━━ Given records ━━
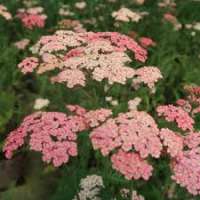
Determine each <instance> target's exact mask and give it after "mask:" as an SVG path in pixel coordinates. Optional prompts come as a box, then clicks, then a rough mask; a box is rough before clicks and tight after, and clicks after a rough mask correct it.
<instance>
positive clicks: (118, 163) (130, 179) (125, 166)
mask: <svg viewBox="0 0 200 200" xmlns="http://www.w3.org/2000/svg"><path fill="white" fill-rule="evenodd" d="M111 161H112V165H113V168H114V169H115V170H117V171H119V172H120V173H122V174H123V175H124V176H125V177H126V178H127V179H128V180H131V179H134V180H138V179H140V178H143V179H144V180H148V179H149V177H150V176H151V175H152V171H153V167H152V166H151V165H149V164H148V163H147V161H145V160H143V159H142V158H141V157H140V156H139V155H138V154H137V153H134V152H124V151H122V150H119V151H118V152H117V153H115V154H113V155H112V157H111Z"/></svg>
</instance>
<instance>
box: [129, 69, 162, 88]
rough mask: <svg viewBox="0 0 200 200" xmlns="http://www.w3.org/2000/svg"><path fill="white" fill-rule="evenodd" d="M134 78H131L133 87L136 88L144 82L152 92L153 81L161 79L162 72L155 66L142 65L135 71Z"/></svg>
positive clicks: (153, 87) (154, 84)
mask: <svg viewBox="0 0 200 200" xmlns="http://www.w3.org/2000/svg"><path fill="white" fill-rule="evenodd" d="M135 75H136V78H135V79H133V87H134V88H138V85H140V84H141V83H144V84H146V85H147V86H148V87H149V88H150V89H151V91H152V92H154V91H155V83H157V82H158V81H159V80H160V79H162V78H163V77H162V74H161V72H160V70H159V69H158V68H157V67H153V66H148V67H147V66H144V67H142V68H139V69H137V70H136V71H135Z"/></svg>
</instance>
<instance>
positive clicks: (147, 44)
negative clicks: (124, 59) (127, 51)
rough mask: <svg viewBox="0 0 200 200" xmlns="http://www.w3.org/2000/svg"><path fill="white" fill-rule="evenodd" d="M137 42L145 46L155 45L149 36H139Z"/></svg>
mask: <svg viewBox="0 0 200 200" xmlns="http://www.w3.org/2000/svg"><path fill="white" fill-rule="evenodd" d="M139 42H140V44H141V45H142V46H143V47H145V48H148V47H151V46H155V45H156V43H155V42H154V41H153V40H152V39H151V38H149V37H141V38H140V39H139Z"/></svg>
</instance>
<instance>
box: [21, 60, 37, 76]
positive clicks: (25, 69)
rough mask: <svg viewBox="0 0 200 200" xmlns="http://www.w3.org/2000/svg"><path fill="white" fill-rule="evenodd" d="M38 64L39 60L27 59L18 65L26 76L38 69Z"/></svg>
━━━
## Exercise description
Without changing a word, retype the data above and omit its pictures.

## Exercise solution
Determine each <instance> target's exact mask and give it after "mask:" as an SVG path in pixel coordinates. Optional prompts come as a box, then clicks, then a rough mask; a box is rough before clicks and tight after, and clicks after a rough mask correct it.
<instance>
positive clicks: (118, 163) (130, 179) (125, 166)
mask: <svg viewBox="0 0 200 200" xmlns="http://www.w3.org/2000/svg"><path fill="white" fill-rule="evenodd" d="M111 161H112V165H113V168H114V169H115V170H117V171H119V172H120V173H122V174H123V175H124V176H125V177H126V178H127V179H128V180H131V179H134V180H138V179H140V178H143V179H144V180H148V179H149V177H150V176H151V175H152V171H153V167H152V166H151V165H149V164H148V163H147V161H145V160H143V159H142V158H141V157H140V156H139V155H138V154H137V153H134V152H124V151H122V150H119V151H118V152H117V153H115V154H113V155H112V157H111Z"/></svg>
</instance>
<instance>
box: [129, 69, 162, 88]
rough mask: <svg viewBox="0 0 200 200" xmlns="http://www.w3.org/2000/svg"><path fill="white" fill-rule="evenodd" d="M134 78H131L133 87L136 88L144 82L152 92L153 81L161 79L162 72L155 66L142 65L135 71Z"/></svg>
positive clicks: (153, 87) (154, 84)
mask: <svg viewBox="0 0 200 200" xmlns="http://www.w3.org/2000/svg"><path fill="white" fill-rule="evenodd" d="M135 75H136V78H135V79H133V87H134V88H138V85H140V84H141V83H144V84H146V85H147V86H148V87H149V88H150V89H151V91H152V92H154V91H155V83H157V82H158V81H159V80H160V79H162V78H163V77H162V74H161V72H160V70H159V69H158V68H157V67H153V66H148V67H147V66H144V67H142V68H139V69H137V70H136V71H135Z"/></svg>
</instance>
<instance>
positive clicks: (147, 44)
negative clicks: (124, 59) (127, 51)
rough mask: <svg viewBox="0 0 200 200" xmlns="http://www.w3.org/2000/svg"><path fill="white" fill-rule="evenodd" d="M137 42L145 46L155 45L149 36H139Z"/></svg>
mask: <svg viewBox="0 0 200 200" xmlns="http://www.w3.org/2000/svg"><path fill="white" fill-rule="evenodd" d="M139 42H140V44H141V45H142V46H143V47H145V48H148V47H151V46H155V45H156V43H155V42H154V41H153V40H152V39H151V38H149V37H141V38H140V39H139Z"/></svg>
</instance>
<instance>
box: [21, 60, 37, 76]
positive clicks: (25, 69)
rough mask: <svg viewBox="0 0 200 200" xmlns="http://www.w3.org/2000/svg"><path fill="white" fill-rule="evenodd" d="M38 64L39 60L27 59L18 65L26 76L38 69Z"/></svg>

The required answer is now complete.